What needs to be done: Each line of the listing is to be retyped exactly as given.

── Data to use ──

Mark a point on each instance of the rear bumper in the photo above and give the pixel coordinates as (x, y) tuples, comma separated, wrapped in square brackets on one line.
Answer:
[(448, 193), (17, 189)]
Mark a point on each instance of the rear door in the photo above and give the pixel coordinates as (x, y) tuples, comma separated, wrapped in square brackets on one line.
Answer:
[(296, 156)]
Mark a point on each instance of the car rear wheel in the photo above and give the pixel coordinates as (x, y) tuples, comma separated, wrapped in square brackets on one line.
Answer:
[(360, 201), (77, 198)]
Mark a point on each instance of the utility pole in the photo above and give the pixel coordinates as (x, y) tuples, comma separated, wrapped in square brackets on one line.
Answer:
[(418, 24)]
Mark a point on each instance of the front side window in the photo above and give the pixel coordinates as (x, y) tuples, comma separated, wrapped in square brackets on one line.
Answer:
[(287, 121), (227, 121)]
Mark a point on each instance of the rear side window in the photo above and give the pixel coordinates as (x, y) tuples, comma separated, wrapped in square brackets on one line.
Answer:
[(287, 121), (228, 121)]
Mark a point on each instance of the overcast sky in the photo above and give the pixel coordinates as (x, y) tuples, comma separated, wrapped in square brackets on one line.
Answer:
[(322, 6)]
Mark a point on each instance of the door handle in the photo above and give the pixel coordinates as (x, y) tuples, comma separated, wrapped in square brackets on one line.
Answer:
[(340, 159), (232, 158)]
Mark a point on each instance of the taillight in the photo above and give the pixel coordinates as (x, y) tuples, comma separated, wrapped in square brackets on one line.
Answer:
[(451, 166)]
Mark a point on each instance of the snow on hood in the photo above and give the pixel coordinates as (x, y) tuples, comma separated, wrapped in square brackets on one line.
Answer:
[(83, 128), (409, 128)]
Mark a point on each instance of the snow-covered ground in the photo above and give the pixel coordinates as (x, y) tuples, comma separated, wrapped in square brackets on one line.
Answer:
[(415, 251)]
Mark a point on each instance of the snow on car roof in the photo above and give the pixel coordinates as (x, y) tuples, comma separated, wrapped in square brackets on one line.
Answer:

───

Exercise output:
Mark a point on each instance of the rear bumper in the photo above and give the pixel coordinates as (x, y) tuples, comma separated, wrapped in square brackets on one line.
Answer:
[(448, 193), (17, 189)]
Mark a point on each instance of the rear door in the photo above and give the pixel coordinates as (x, y) tuples, comma separated, wrapped in square brackets on one line.
Answer:
[(296, 156)]
Mark a point on each instance of the car rear wheel in the photo above and give the pixel coordinates as (x, y) tuples, comma separated, wrapped in square brackets on one line.
Answer:
[(360, 201), (77, 198)]
Mark a point on each instance of the utility pole in the photo above and give the pixel coordinates as (x, y) tuples, comma separated, wrapped in square brackets on one line.
Answer:
[(418, 24)]
Mark a point on each instance of the front side window in the photo above and give the pixel coordinates as (x, y) tuples, comma separated, wrapped in square brackets on one line.
Answer:
[(287, 121), (227, 121)]
Mark a point on each instance of the rear side window in the photo above and give the pixel coordinates as (x, y) tuples, comma separated, wrapped in square brackets on one line.
Answer:
[(287, 121), (228, 121)]
Mark a point on each instance of the overcast sky in the photo above and give the pixel coordinates as (x, y) tuples, comma separated, wrapped in square brackets on one line.
Answer:
[(322, 6)]
Mark a point on each instance of the door handle in the photo above and give the pixel coordinates as (x, y) tuples, comma separated, wrapped in square brackets on one line.
Answer:
[(340, 159), (232, 158)]
Mark a point on each instance of the taillight in the photo above and give the pixel coordinates as (x, y) tuples, comma separated, wrapped in square brackets on one line.
Answer:
[(451, 166)]
Mark a point on each instance of the snow on hood in the photo above and give the pixel coordinates as (x, y) tuples, comma separated, wrapped in square brackets on one line.
Answer:
[(83, 128), (409, 128)]
Mark a point on each instance of the snow-covered ground in the photo above and give the pixel coordinates as (x, y) tuples, comma separated, wrapped in square brackets on one line.
Answer:
[(415, 251)]
Mark a point on each instance of the snow on car roof in the photo above and give the pixel coordinates as (x, y) tuples, comma separated, wrapped in square brackets on one line.
Answer:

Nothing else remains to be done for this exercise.